## Задания
1. Изложите фрагмент о сражении на Валерике в двух предложениях.
2. Воспроизведите дословно часть фрагмента о сражении на Валерике, начиная со слов «Это не поэтический» и вплоть до слов «2, с. 690).».
3. Выпишите из фрагмента о сражении на Валерике все количества людей (численность сторон и потери), которые названы в письме Лермонтова от 12 сентября 1840 г.

## Исходный текст
────────

Это не поэтический вымысел, а описание действительного сражения, участником которого был и сам Лермонтов. Накануне сражения на Валерике Лермонтов писал своему другу В. А. Лопухину: "Завтра я еду в действующий отряд на левый фланг в Чечню брать пророка Шамиля, которого, надеюсь, не возьму..." 12 сентября 1840 г. Лермонтов сообщил тому же Лопухину: "У нас каждый день дело, и одно довольно жаркое, которое продолжалось шесть часов сряду. Нас было две тысячи пехоты, а их до шести тысяч; и все время дрались штыками. У нас убыло 30 офицеров и до трехсот рядовых, а их шестьсот тел осталось на месте. Вообрази себе, что в овраге, где была потеха, час после дела еще пахло кровью" (Лермонтов, там же, т. 2, с. 690).

────────

## Исходные данные
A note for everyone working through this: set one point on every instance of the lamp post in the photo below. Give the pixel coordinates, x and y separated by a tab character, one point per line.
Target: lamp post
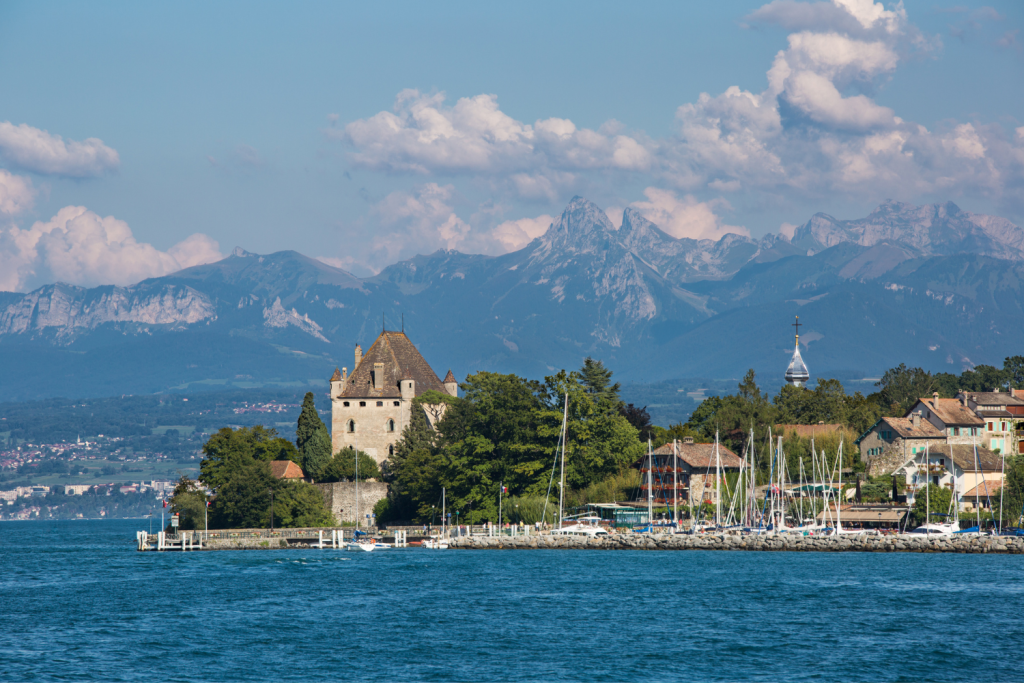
270	491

────────

## Ответы
1. Речь идет не о поэтическом вымысле, а об описании действительного сражения, в котором участвовал сам Лермонтов. Накануне сражения на Валерике он писал В. А. Лопухину, что едет в действующий отряд в Чечню брать Шамиля, а 12 сентября 1840 г. сообщил ему о шестичасовом штыковом деле, где против двух тысяч пехоты было до шести тысяч противников, у своих убыло 30 офицеров и до трехсот рядовых, а у противника на месте осталось шестьсот тел.

2.
Это не поэтический вымысел, а описание действительного сражения, участником которого был и сам Лермонтов. Накануне сражения на Валерике Лермонтов писал своему другу В. А. Лопухину: "Завтра я еду в действующий отряд на левый фланг в Чечню брать пророка Шамиля, которого, надеюсь, не возьму..." 12 сентября 1840 г. Лермонтов сообщил тому же Лопухину: "У нас каждый день дело, и одно довольно жаркое, которое продолжалось шесть часов сряду. Нас было две тысячи пехоты, а их до шести тысяч; и все время дрались штыками. У нас убыло 30 офицеров и до трехсот рядовых, а их шестьсот тел осталось на месте. Вообрази себе, что в овраге, где была потеха, час после дела еще пахло кровью" (Лермонтов, там же, т. 2, с. 690).

3.
- две тысячи пехоты
- до шести тысяч
- 30 офицеров
- до трехсот рядовых
- шестьсот тел